**条目摘录**
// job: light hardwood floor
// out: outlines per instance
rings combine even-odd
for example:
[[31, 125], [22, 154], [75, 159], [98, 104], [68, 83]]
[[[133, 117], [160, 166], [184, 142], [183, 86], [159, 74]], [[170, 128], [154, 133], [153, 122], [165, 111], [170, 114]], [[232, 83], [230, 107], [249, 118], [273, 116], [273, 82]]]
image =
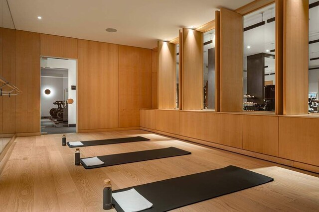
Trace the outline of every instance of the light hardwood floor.
[[[67, 137], [68, 141], [75, 141], [138, 135], [151, 140], [82, 147], [81, 156], [169, 146], [192, 154], [86, 170], [74, 165], [75, 149], [61, 145], [61, 135], [17, 138], [0, 163], [0, 212], [101, 211], [105, 179], [111, 179], [116, 190], [229, 165], [269, 176], [275, 181], [175, 211], [319, 210], [319, 178], [314, 173], [142, 130], [72, 134]], [[192, 186], [196, 186], [196, 182]]]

**练习要求**
把上面所有条目的内容逐行整理成一个 JSON 字符串列表，每行对应一个字符串，空行跳过。图片不要放进答案里。

**参考答案**
[
  "// job: light hardwood floor",
  "// out: outlines per instance",
  "rings combine even-odd",
  "for example:",
  "[[31, 125], [22, 154], [75, 159], [98, 104], [68, 83]]",
  "[[[133, 117], [160, 166], [184, 142], [183, 86], [159, 74]], [[170, 128], [154, 133], [153, 122], [165, 111], [170, 114]], [[232, 83], [230, 107], [249, 118], [273, 116], [273, 82]]]",
  "image =",
  "Trace the outline of every instance of the light hardwood floor.",
  "[[[67, 137], [68, 141], [75, 141], [138, 135], [151, 140], [82, 147], [81, 156], [169, 146], [192, 154], [86, 170], [74, 165], [75, 149], [61, 145], [61, 135], [17, 138], [0, 163], [0, 212], [101, 211], [105, 179], [111, 179], [116, 190], [229, 165], [269, 176], [275, 181], [175, 211], [319, 210], [319, 178], [314, 173], [142, 130], [72, 134]], [[192, 186], [196, 186], [196, 182]]]"
]